[Natural language region descriptions]
----
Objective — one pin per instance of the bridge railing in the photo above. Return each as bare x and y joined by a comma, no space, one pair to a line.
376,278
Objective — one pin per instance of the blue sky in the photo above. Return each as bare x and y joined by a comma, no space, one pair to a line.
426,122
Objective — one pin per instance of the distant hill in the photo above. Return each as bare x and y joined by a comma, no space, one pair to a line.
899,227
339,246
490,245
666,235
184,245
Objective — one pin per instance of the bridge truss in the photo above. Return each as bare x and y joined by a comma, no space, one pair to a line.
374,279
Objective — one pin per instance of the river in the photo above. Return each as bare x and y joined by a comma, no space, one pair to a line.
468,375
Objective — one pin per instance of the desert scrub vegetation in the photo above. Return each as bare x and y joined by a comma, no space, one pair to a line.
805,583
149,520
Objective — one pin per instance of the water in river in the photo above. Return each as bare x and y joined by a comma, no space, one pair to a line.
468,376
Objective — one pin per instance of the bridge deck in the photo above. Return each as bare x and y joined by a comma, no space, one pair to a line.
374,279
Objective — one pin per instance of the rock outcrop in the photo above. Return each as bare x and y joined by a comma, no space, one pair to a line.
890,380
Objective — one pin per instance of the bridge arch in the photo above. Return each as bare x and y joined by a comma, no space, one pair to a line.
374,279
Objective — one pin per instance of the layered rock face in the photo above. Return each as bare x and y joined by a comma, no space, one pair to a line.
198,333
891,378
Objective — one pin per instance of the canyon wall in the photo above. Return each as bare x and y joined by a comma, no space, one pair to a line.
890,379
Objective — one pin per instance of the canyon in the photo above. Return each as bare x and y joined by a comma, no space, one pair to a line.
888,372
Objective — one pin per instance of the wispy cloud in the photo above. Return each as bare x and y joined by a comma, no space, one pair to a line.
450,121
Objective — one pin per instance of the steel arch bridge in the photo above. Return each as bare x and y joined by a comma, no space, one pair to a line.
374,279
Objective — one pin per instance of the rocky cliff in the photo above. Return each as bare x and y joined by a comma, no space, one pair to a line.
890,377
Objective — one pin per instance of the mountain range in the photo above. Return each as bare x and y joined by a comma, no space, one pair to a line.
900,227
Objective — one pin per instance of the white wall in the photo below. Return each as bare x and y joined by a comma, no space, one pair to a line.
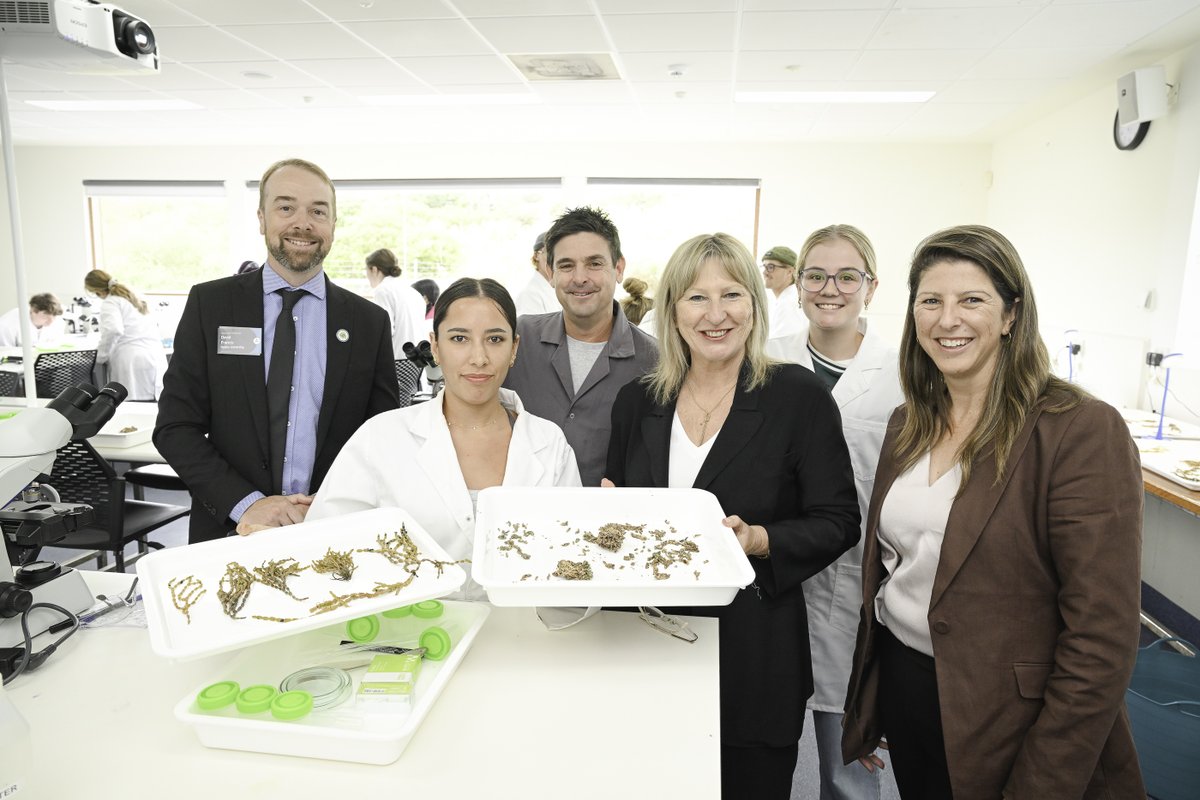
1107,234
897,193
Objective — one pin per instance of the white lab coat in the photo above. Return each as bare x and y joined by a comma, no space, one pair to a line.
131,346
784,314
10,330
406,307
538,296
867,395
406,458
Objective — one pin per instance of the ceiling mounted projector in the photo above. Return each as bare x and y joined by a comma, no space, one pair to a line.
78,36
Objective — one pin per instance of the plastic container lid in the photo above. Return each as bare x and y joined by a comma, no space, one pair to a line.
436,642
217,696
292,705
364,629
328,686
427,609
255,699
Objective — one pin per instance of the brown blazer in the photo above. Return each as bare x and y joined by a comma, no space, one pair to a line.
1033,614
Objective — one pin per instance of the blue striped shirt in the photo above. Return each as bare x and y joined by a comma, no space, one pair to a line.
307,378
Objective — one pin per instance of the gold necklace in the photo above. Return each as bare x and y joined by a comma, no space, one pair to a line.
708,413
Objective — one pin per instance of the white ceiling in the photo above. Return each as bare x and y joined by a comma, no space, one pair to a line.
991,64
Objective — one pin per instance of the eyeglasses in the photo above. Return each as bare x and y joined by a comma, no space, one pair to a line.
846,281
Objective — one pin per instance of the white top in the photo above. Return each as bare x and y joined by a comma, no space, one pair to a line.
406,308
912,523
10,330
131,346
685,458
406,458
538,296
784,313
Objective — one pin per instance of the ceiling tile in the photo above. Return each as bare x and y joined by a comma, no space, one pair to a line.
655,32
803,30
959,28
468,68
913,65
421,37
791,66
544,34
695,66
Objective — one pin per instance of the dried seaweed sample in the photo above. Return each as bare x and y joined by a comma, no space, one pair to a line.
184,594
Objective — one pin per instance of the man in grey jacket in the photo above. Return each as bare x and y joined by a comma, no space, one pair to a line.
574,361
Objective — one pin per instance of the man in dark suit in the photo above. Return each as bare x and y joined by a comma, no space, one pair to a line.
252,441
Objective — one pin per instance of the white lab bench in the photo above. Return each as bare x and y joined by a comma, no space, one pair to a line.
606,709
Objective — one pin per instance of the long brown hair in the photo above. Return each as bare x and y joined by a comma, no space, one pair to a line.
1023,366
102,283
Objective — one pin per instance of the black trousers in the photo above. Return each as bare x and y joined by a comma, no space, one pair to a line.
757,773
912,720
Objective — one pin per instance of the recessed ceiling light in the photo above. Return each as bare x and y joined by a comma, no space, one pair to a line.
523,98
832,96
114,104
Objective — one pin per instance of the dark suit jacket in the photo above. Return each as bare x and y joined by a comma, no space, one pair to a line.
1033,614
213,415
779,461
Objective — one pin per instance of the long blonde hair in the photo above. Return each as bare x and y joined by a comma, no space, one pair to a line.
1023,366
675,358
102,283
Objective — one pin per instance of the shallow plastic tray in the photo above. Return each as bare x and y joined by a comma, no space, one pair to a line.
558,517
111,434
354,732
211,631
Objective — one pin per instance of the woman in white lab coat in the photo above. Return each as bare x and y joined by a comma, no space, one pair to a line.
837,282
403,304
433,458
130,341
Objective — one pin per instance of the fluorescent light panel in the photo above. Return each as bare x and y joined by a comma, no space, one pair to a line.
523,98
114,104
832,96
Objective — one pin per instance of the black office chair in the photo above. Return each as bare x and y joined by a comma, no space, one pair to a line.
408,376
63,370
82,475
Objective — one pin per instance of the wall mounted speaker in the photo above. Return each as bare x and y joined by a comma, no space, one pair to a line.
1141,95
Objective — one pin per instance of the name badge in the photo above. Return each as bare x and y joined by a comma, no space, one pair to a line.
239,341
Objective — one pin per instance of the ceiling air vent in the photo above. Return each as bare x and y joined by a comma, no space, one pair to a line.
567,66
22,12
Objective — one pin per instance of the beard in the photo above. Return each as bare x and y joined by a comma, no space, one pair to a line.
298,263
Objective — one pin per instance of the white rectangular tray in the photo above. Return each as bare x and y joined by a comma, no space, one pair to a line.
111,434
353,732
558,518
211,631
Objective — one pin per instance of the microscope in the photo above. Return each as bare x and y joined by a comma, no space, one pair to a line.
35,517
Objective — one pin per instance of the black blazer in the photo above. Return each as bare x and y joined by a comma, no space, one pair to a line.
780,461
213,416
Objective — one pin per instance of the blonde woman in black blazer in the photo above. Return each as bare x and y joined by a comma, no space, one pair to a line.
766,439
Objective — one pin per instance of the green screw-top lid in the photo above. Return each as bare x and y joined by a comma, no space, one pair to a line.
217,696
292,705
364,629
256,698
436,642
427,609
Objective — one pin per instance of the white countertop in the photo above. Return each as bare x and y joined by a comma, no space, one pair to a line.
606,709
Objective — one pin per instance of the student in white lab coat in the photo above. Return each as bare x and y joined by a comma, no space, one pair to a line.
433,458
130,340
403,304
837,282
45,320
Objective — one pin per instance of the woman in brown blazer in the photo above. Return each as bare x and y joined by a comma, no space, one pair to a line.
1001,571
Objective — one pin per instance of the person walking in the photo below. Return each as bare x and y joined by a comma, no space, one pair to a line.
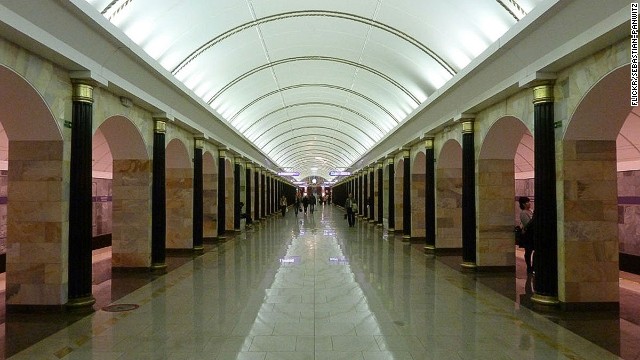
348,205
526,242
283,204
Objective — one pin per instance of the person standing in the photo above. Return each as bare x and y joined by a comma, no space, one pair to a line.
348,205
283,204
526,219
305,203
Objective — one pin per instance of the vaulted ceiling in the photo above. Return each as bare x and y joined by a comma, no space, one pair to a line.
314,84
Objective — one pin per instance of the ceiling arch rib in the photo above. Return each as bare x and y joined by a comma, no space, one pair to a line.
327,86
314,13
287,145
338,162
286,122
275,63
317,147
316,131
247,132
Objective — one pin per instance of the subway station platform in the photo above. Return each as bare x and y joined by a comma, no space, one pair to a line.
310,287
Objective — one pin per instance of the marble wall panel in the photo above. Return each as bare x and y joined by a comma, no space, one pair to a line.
----
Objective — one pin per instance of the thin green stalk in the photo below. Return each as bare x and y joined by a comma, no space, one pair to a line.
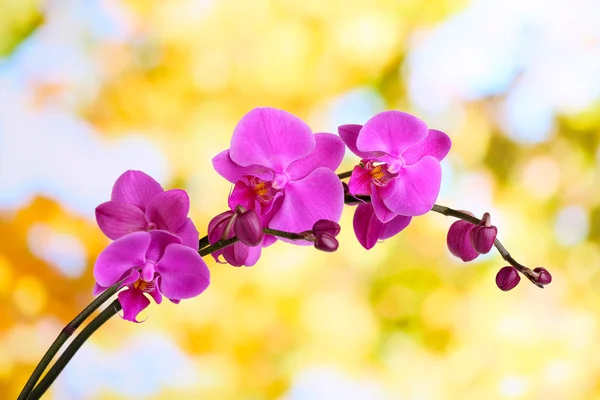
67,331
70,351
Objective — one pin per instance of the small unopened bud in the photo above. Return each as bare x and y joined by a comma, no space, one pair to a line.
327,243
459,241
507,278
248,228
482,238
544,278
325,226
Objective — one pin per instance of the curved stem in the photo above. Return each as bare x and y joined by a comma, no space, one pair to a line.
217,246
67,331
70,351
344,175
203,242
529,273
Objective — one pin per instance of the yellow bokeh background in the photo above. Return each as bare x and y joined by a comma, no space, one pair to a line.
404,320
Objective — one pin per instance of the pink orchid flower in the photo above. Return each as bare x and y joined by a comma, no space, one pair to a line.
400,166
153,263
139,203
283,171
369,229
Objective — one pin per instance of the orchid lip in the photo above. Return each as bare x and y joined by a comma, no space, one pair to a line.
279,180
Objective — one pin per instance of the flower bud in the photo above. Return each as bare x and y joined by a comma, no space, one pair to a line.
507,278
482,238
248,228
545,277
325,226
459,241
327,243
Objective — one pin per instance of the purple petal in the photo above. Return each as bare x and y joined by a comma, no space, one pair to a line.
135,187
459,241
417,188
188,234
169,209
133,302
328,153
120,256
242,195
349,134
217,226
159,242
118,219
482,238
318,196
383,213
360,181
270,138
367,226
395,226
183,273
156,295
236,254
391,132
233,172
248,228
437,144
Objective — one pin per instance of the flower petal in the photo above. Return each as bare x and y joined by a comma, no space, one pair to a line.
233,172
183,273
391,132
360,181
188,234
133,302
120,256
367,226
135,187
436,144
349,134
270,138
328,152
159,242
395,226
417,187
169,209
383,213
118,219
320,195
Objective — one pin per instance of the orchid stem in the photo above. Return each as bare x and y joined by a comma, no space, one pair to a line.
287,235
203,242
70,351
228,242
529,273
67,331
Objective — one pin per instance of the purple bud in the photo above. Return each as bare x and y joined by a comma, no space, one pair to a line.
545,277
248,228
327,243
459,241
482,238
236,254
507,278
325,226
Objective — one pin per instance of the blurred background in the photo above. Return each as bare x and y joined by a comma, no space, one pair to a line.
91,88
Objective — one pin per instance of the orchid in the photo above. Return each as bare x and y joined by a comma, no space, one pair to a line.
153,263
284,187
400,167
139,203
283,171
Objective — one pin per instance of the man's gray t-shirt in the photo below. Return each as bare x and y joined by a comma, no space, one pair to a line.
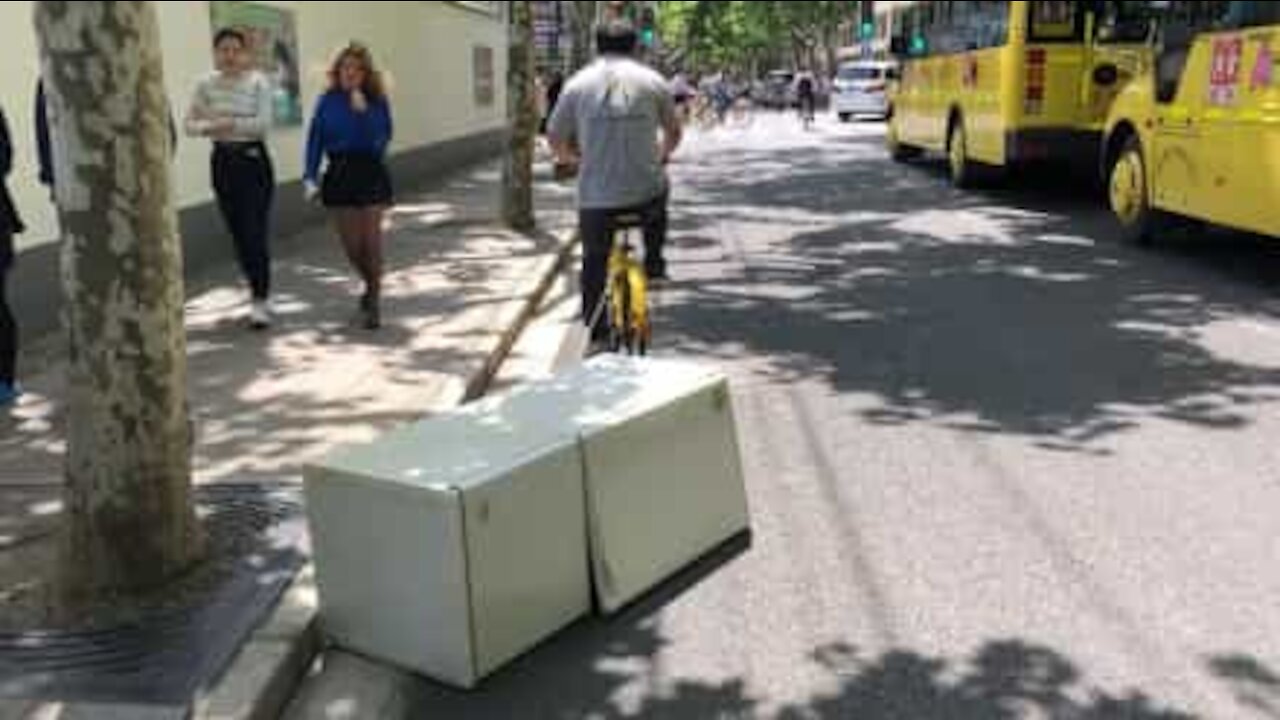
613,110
----
WHAT YOU ARE ASKED TO DO — Look above for the line with "Objective — one pin per instance of the person standing" and the line with "Objective — one pin per instance of the marble". Write out those two lines and all the lines between them, exactly, and no others.

RESULT FOR THIS TASK —
Objective — one pin per instance of the person standing in the photo above. Return each as bare x and y joined by a comma, no space, one pair to a line.
348,205
283,204
526,219
305,203
Objective — one pin per instance of the vaulted ceiling in the photo above. Return each as bare x and y joined by a comma, no space, one pair to a line.
314,84
Objective — one pin per instance of the ceiling arch rib in the photo above. Return each as bare x and y joined by a comma, no space, one pair to a line.
327,86
314,13
287,145
338,162
286,122
275,63
317,147
316,131
247,132
Objective — one pin per instance of the subway station platform in the photo above. Return each as bare x and y joined by a comma, no space, one pair to a line.
310,287
Objective — one pin per instance of the marble wall panel in the photo above. Return each as bare x and y joined by a comma, no space, one pair to a line.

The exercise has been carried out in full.